> _Task brief_
Your task is to output the entries below word for word.

> _Recorded information_
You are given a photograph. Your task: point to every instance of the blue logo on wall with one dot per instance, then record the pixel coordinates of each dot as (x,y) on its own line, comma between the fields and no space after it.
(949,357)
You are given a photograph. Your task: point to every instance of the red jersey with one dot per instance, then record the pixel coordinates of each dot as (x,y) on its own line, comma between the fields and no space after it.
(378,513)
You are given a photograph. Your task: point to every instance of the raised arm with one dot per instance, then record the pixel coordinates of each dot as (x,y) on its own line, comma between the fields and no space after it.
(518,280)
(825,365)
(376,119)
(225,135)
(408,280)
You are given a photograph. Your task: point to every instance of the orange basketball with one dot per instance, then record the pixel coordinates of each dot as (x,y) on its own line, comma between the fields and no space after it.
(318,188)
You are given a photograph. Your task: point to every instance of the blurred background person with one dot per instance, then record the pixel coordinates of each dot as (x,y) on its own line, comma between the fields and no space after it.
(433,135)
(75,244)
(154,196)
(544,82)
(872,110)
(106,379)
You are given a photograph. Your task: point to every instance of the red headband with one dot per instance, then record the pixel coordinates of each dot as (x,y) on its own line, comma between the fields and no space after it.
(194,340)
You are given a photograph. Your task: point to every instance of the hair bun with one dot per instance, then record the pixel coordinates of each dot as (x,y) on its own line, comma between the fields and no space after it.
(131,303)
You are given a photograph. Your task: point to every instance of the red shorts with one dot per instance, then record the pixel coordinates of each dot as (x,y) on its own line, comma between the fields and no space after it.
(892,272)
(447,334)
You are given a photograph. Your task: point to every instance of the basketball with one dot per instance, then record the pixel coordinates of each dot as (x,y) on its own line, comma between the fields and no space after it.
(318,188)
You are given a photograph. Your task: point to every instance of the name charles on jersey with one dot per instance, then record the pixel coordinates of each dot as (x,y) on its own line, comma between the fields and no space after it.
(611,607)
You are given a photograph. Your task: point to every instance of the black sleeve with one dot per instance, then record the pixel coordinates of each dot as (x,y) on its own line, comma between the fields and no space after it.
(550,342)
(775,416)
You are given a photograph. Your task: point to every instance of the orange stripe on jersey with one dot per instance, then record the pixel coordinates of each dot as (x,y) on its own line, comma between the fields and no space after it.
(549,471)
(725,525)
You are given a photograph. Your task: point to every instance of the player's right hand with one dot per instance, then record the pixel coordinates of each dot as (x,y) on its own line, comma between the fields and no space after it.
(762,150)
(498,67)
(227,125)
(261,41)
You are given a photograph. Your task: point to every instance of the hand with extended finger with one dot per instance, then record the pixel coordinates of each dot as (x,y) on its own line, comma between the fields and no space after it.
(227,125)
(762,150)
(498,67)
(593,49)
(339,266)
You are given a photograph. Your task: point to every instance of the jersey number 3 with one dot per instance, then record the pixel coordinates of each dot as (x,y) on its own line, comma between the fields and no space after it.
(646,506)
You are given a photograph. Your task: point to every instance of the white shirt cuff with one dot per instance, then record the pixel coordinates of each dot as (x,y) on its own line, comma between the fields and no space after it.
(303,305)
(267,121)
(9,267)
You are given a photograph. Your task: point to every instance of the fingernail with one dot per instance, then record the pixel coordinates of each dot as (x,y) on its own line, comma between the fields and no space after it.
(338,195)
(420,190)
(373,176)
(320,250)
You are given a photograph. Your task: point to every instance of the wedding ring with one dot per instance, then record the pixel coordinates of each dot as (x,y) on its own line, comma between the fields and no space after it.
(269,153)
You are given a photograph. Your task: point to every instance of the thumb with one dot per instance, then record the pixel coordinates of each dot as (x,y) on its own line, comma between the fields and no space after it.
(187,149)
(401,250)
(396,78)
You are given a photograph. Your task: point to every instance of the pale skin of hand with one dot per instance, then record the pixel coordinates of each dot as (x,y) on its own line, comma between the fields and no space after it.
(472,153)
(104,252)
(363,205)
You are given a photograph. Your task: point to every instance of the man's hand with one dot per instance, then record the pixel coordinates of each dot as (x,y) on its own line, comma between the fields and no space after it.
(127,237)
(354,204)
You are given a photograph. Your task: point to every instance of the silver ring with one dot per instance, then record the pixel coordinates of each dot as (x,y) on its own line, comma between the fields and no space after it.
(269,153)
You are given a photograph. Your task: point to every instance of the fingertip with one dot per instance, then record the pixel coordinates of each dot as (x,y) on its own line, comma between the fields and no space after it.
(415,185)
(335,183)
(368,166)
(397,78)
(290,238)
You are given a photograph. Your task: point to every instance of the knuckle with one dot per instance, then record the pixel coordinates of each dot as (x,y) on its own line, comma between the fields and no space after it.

> _Task response_
You are given a photograph. Your task: point to every instance of the blue logo on wall with one dot per instance, then record the pixel coordinates of each dot as (x,y) on its own line, comma between the fields and no space after it.
(949,357)
You are given a photograph. Your task: point to every instance of the red jersey with one dot per instance, then record the pixel coordinates of each dot as (x,y) on its own line, comma between the fields and no space after it.
(378,513)
You are given a photograph. Your task: point to every instance of the raised arm with one dot per instance, then record the pixel coordinates of each dot as (x,y) on its own line, comma between the fields and no space after it.
(518,280)
(825,365)
(376,119)
(225,135)
(408,280)
You are given a photograph. Your task: point to every instance of the orange basketball with one dot per instance, then record the pixel coordinates of each dot as (x,y) on its own line, comma between the fields and no space after it.
(318,188)
You are given a photograph. Your task: point to every instance of the blurred background person with one dot per instance, then record the pixel coordinates of each dot as (x,y) on its own line, comma between the fields and no space after it.
(433,135)
(75,244)
(154,196)
(544,82)
(872,110)
(106,379)
You are given a photograph. Your task: point to every instance of the red headband with one dot per instance, then record the pixel coordinates of each dot as (x,y) on its own line, comma between the fields and no space after it.
(194,340)
You are given a photograph. Your task: point to every instance of the hair bun with one dot per instance, then record the pixel coordinates of each dot as (x,y) on its own line, comma between the fields and no space after it.
(131,303)
You are given a photograph. Your task: point to every instance of the red shorts with one dot per instance, then record the pixel coordinates of each dot as (x,y) on its own line, comma between the fields and no space after it.
(892,272)
(447,334)
You are given a photograph. Your task: point to every instance of the basketball with one dot per instance, then record the pixel coordinates of each dot as (x,y) on its own line, comma between the fields and no space after it.
(318,188)
You are given a photograph. Your task: point to every instance of the name charles on jersey with one dot per instance, then record the pixel coordinates of each dot as (x,y) on its own line, comma between the fields and no space after it.
(611,607)
You are given a photograph. Your task: point to every instance of the black sleeve with one dot per instance, then record the pixel coordinates of each dot as (x,y) on its own line, comma between the fields and no space after it.
(550,342)
(775,416)
You are given a photograph. Your task: point to every instance of the orange stripe on jersey with one dot per instance, then record the pixel coordinates of each dot as (x,y) on its own line, comma between the fields and no space after it.
(549,471)
(725,525)
You are given a photograph. Your task: point to every instance of the player's right hand with one dot per instance, then record the pixel coordinates of each dot as (x,y) on its own line, comma between the fields and no space after it.
(762,150)
(498,67)
(227,125)
(261,41)
You are given a photograph. Your task: point to every instance of the hand with extended finger with one dot per instance, then record the pixel coordinates of each dot as (x,y) on its own line, comma between the fields and no space after it.
(227,125)
(762,150)
(498,67)
(593,49)
(339,266)
You are given a photograph. Your task: point to every instance of the jersey number 3 with one dot per instance, then record the pixel coordinates of each dot as (x,y) on its own line, comma between the fields and no space after it.
(646,506)
You are given a photograph. Your task: point to every instance of the white shirt cuff with one dot per instance, then record the pixel coordinates of each dot as (x,y) on its own line, comma between the fields and no space after it.
(303,305)
(267,121)
(9,267)
You are given a photograph. Your task: point to every instance of the fingernail with one dot per instance, then record the pixel coordinates of each dot as (x,y) on its own line, comma between the fields and no space after it.
(338,195)
(420,190)
(373,176)
(320,250)
You are given a photograph. Your task: point to every instance of the wedding ring with one dot per instance, then record the pixel coordinates of each dot as (x,y) on its own line, comma between the fields and no space after it.
(269,153)
You are given a photograph. Your task: point to every instance of the thumb with one dot per instance, then record the pixel coordinates of each dot as (x,y) on its own line, comma between the fields and no space after it.
(187,149)
(401,250)
(396,78)
You are given a photograph. Your task: point to every instance of the pale skin of hand with one dot per instance, then record the pixel coordinates of each dot as (x,y) on its own line, comma between the fields and no space after it.
(472,153)
(104,252)
(363,205)
You are given a photograph. Your task: point to every instance of the man's hand with one dot per instance, then record the pixel coordinates of each dot as (x,y) on its own line, comma between the fields and no space after it.
(127,237)
(354,204)
You are given a photograph. Your task: point to every instance of the silver ring with one dot per instance, then record the pixel coordinates of each dot as (x,y) on its own line, comma between the fields and no space after it.
(269,153)
You are given a photograph. Your task: point to every instance of the fingertip with one dot per instance, then record the pixel coordinates of each dot as (x,y) on its own line, comma between the fields and no space after it.
(415,185)
(335,183)
(368,166)
(397,78)
(290,238)
You are given a photograph. Your task: point to every instance of the knuckle with one dot per instance, then record the pixel coordinates of each dot as (x,y) on its own line, comma between the fields and no space after it.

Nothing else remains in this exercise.